Bayanihan Law legal – high court
THE Supreme Court (SC) on Tuesday declared as constitutional the Bayanihan to Heal As One Act and the presidential issuances to respond to the coronavirus disease 2019 (Covid-19) pandemic.
The tribunal’s Public Information Office chief, Brian Keith Hosaka, said the high court junked the petition of a former law dean that assailed the legality of Republic Act (RA) 11469, the Bayanihan Law.
RA 11469 authorized President Rodrigo Duterte to realign unused public funds to address the Covidpandemic.
The court ruled that the petition for certiorari and prohibition filed by Jaime Ibañez, former law dean of the Laguna State Polytechnic University, must be dismissed for lack of merit.
Ibañez had asked the Supreme Court to strike down the Bayanihan Law because it is partly unconstitutional.
Voting 11-2, the justices upheld the legality and constitutionality of the Bayanihan Law.
Associate Justice Alexander Gesmundo, the ponente of the ruling, found no grave abuse of discretion amounting to lack or excess of jurisdiction on the part
of the executive department.
Associate Justices Mario Victor Leonen and Samuel Gaerlan dissented in the majority ruling.
Ibañez raised constitutional issues against the Bayanihan Law because it is “not compliant with the letters of the law.”
He argued that there was grave abuse of discretion amounting to lack or excess of jurisdiction when the executive department “passed” the Bayanihan Law.
Named respondents to the case was Cabinet Secretary Karla Alexei Nograles, Health Secretary Francisco Duque 3rd and the Inter-Agency Task Force for the Management of Emerging Infectious Diseases (IATF-EID).
Ibañez argued that the imposition of the enhanced community quarantine violated the people’s liberty guaranteed by the Bill of Rights.
He stressed that the IATF-EID went beyond its powers since “legislative power to make laws is vested in Congress. The President is merely tasked to execute the law.”
He asked the high court to declare as void Executive Order 112 imposing the enhanced community quarantine and the IATF Resolution 37 that placed Metro Manila under modified enhanced community quarantine.
“The power to make laws cannot be delegated. The IATF has no power to define the law on quarantine, set its own parameters and restrictions and to even invent the modified enhanced community [quarantine] according to its own bizarre definition, which all amount to an exercise of grave abuse of discretion or in excess of its jurisdiction,” Ibañez said.

_Task requirements_
Reproduce the whole article on the Supreme Court's Bayanihan Law ruling word for word. The material that comes next is drawn from a separate source and has no connection to the article.

Natural-language object grounding data
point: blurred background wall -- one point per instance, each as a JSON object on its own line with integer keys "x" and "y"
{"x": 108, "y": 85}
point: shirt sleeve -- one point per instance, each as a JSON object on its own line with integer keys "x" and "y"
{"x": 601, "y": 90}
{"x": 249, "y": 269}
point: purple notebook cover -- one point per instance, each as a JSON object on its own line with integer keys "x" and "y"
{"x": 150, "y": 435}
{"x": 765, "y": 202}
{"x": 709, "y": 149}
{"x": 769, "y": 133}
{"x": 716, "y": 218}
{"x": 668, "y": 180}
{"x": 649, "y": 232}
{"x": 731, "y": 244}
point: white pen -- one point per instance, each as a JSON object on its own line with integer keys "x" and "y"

_Answer section_
Bayanihan Law legal – high court
THE Supreme Court (SC) on Tuesday declared as constitutional the Bayanihan to Heal As One Act and the presidential issuances to respond to the coronavirus disease 2019 (Covid-19) pandemic.
The tribunal’s Public Information Office chief, Brian Keith Hosaka, said the high court junked the petition of a former law dean that assailed the legality of Republic Act (RA) 11469, the Bayanihan Law.
RA 11469 authorized President Rodrigo Duterte to realign unused public funds to address the Covidpandemic.
The court ruled that the petition for certiorari and prohibition filed by Jaime Ibañez, former law dean of the Laguna State Polytechnic University, must be dismissed for lack of merit.
Ibañez had asked the Supreme Court to strike down the Bayanihan Law because it is partly unconstitutional.
Voting 11-2, the justices upheld the legality and constitutionality of the Bayanihan Law.
Associate Justice Alexander Gesmundo, the ponente of the ruling, found no grave abuse of discretion amounting to lack or excess of jurisdiction on the part
of the executive department.
Associate Justices Mario Victor Leonen and Samuel Gaerlan dissented in the majority ruling.
Ibañez raised constitutional issues against the Bayanihan Law because it is “not compliant with the letters of the law.”
He argued that there was grave abuse of discretion amounting to lack or excess of jurisdiction when the executive department “passed” the Bayanihan Law.
Named respondents to the case was Cabinet Secretary Karla Alexei Nograles, Health Secretary Francisco Duque 3rd and the Inter-Agency Task Force for the Management of Emerging Infectious Diseases (IATF-EID).
Ibañez argued that the imposition of the enhanced community quarantine violated the people’s liberty guaranteed by the Bill of Rights.
He stressed that the IATF-EID went beyond its powers since “legislative power to make laws is vested in Congress. The President is merely tasked to execute the law.”
He asked the high court to declare as void Executive Order 112 imposing the enhanced community quarantine and the IATF Resolution 37 that placed Metro Manila under modified enhanced community quarantine.
“The power to make laws cannot be delegated. The IATF has no power to define the law on quarantine, set its own parameters and restrictions and to even invent the modified enhanced community [quarantine] according to its own bizarre definition, which all amount to an exercise of grave abuse of discretion or in excess of its jurisdiction,” Ibañez said.